** Special Note: We are super excited to announce that Run the Edgehas been picked up by Nissan’s Innovation for Endurance from now through the Olympic games in London. We will be writing twelve blogs for IFE in the coming months. Be sure to visit their facebook page and give them a like!
Here is our fifth Post for IFE:
How do you light the fuse in your running? Can doing a few little things release an explosion of potential hiding inside of you? Try adding a few of our favorite “little things” to your running this week. You will be surprised at the tremendous difference they can make.
1. Get more sleep: Depending on your schedule, get to bed a half-hour early, or take a 45-minute nap after a hard workout.
2. Visualize your goals: On many runs your mind is free to wander. Use this time to see yourself running strong and achieving your goals.
3. Use power words: Pick a word like “Strong” or “Believe.” Practice saying this word in your mind during workouts when you need to pick up the pace. Use this same word during difficult moments in your race and feel the energy it brings.
4. Say your goals out loud: Tell everyone who cares (and even some people who don’t) what you are going to do in your next race. The more often you say it and the more people who know it, the more likely you are to accomplish it.
5. Drink a protein shake: After a hard workout or long run, drink a protein shake, or even some chocolate milk, to help speed up your recovery.
1. Use positive self-talk: Constantly tell yourself, “I feel good. I am strong. I can do this.” Keep focused on positive thoughts and do not allow negative ones to enter your mind.
2. Enter a BIG race: Having a goal or something to train for gives a purpose to your training and a deadline to be in the best shape possible.
3. Get a GPS watch: Go for round numbers to increase your mileage. For example, if your GPS says you have run 8.6 miles when you finish your loop, run another .4 to make it an even 9 or even 1.4 to make it 10!

• **Listed records**
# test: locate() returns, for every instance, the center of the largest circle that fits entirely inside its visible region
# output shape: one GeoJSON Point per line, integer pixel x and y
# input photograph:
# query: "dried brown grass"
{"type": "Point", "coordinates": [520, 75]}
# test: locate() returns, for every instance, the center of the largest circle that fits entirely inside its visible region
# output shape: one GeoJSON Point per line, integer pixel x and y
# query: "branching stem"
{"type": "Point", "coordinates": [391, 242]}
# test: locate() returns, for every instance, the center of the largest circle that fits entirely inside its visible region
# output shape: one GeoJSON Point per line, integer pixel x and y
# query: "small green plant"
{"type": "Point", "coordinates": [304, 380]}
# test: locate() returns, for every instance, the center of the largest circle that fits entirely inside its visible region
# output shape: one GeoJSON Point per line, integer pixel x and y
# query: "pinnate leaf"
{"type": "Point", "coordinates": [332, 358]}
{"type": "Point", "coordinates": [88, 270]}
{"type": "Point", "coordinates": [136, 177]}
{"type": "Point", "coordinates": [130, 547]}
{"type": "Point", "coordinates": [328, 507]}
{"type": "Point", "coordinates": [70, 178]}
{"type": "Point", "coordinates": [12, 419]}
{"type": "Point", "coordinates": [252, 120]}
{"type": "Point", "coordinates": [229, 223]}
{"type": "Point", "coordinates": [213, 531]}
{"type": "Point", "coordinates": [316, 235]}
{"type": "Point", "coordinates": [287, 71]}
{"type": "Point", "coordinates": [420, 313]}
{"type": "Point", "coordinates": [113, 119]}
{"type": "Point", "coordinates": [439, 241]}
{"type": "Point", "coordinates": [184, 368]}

• **What needs to be done**
Copy out the entire running tips post above, word for word. The items that come after the running tips post are separate material.

• **Finished exercise**
** Special Note: We are super excited to announce that Run the Edgehas been picked up by Nissan’s Innovation for Endurance from now through the Olympic games in London. We will be writing twelve blogs for IFE in the coming months. Be sure to visit their facebook page and give them a like!
Here is our fifth Post for IFE:
How do you light the fuse in your running? Can doing a few little things release an explosion of potential hiding inside of you? Try adding a few of our favorite “little things” to your running this week. You will be surprised at the tremendous difference they can make.
1. Get more sleep: Depending on your schedule, get to bed a half-hour early, or take a 45-minute nap after a hard workout.
2. Visualize your goals: On many runs your mind is free to wander. Use this time to see yourself running strong and achieving your goals.
3. Use power words: Pick a word like “Strong” or “Believe.” Practice saying this word in your mind during workouts when you need to pick up the pace. Use this same word during difficult moments in your race and feel the energy it brings.
4. Say your goals out loud: Tell everyone who cares (and even some people who don’t) what you are going to do in your next race. The more often you say it and the more people who know it, the more likely you are to accomplish it.
5. Drink a protein shake: After a hard workout or long run, drink a protein shake, or even some chocolate milk, to help speed up your recovery.
1. Use positive self-talk: Constantly tell yourself, “I feel good. I am strong. I can do this.” Keep focused on positive thoughts and do not allow negative ones to enter your mind.
2. Enter a BIG race: Having a goal or something to train for gives a purpose to your training and a deadline to be in the best shape possible.
3. Get a GPS watch: Go for round numbers to increase your mileage. For example, if your GPS says you have run 8.6 miles when you finish your loop, run another .4 to make it an even 9 or even 1.4 to make it 10!